Stored records:
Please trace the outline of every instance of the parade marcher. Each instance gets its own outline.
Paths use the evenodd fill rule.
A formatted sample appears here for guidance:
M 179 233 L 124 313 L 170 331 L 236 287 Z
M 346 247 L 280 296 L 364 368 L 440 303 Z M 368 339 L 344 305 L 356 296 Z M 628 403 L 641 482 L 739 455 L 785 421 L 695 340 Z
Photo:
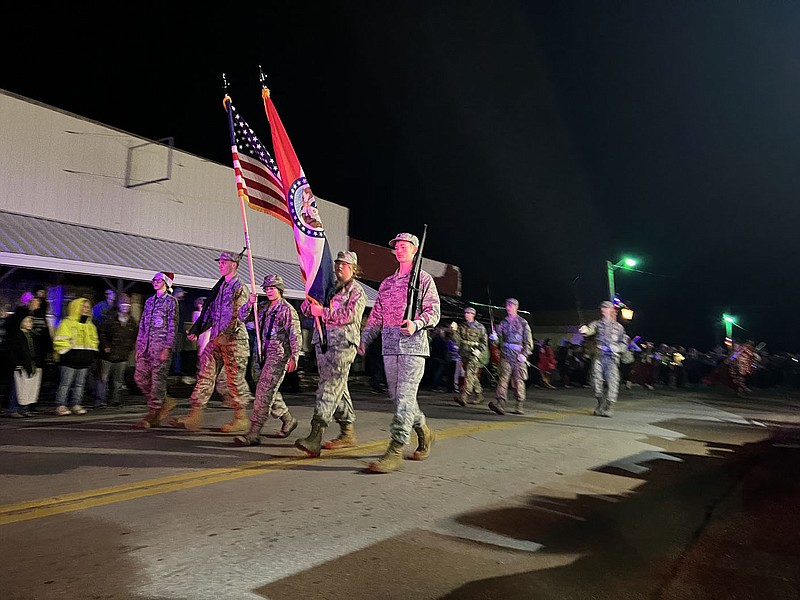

## Your task
Write the records out in full, word for word; leave every picture behind.

## Solution
Please trace the outline of every instance of the parade marcher. Each instance gets its own outline.
Paths use the evenodd fill rule.
A formatted sample appears here for guidance:
M 179 233 L 124 313 L 170 331 L 236 287 Z
M 346 247 L 280 296 L 364 368 L 440 303 Z M 368 339 L 344 305 L 356 296 Z M 628 403 L 641 482 L 739 455 L 785 421 L 695 340 Z
Photo:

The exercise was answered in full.